**Soal**
Kutiplah tanpa perubahan bagian teks tentang teori belajar di bawah ini yang terletak antara "Saran utama dari" dan "(Bell, Gredler, 1991).", termasuk kedua batas tersebut.

:: Teks Halaman ::

Saran utama dari teori ini adalah guru harus dapat mengasosiasi stimulus respon secara tepat. Siswa harus dibimbing melakukan apa yang harus dipelajari. Dalam mengelola kelas guru tidak boleh memberikan tugas yang mungkin diabaikan oleh anak (Bell, Gredler, 1991).
a.5 Tori Belajar Menurut Skinner
Konsep-konsep yang dikemukanan Skinner tentang belajar lebih mengungguli konsep para tokoh sebelumnya. Ia mampu menjelaskan konsep belajar secara sederhana, namun lebih komprehensif. Menurut Skinner hubungan antara stimulus dan respon yang terjadi melalui interaksi dengan lingkungannya, yang kemudian menimbulkan perubahan tingkah laku, tidaklah sesederhana yang dikemukakan oleh tokoh tokoh sebelumnya. Menurutnya respon yang diterima seseorang tidak sesederhana itu, karena stimulus-stimulus yang diberikan akan saling berinteraksi dan interaksi antar stimulus itu akan mempengaruhi respon yang dihasilkan. Respon yang diberikan ini memiliki konsekuensi-konsekuensi. Konsekuensi-konsekuensi inilah yang nantinya mempengaruhi munculnya perilaku (Slavin, 2000). Oleh karena itu dalam memahami tingkah laku seseorang secara benar harus memahami hubungan antara stimulus yang satu dengan lainnya, serta memahami konsep yang mungkin dimunculkan dan berbagai konsekuaensi yang mungkin timbul akibat respon tersebut. Skinner juga mengmukakan bahwa dengan menggunakan perubahan-perubahan mental sebagai alat untuk menjelaskan tingkah laku hanya akan menambah rumitnya masalah. Sebab setiap alat yang digunakan perlu penjelasan lagi, demikian seterusnya.

:::
:: Materi Terkumpul ::

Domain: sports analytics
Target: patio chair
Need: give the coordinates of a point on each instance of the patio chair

:::

**Penyelesaian Soal**
Saran utama dari teori ini adalah guru harus dapat mengasosiasi stimulus respon secara tepat. Siswa harus dibimbing melakukan apa yang harus dipelajari. Dalam mengelola kelas guru tidak boleh memberikan tugas yang mungkin diabaikan oleh anak (Bell, Gredler, 1991).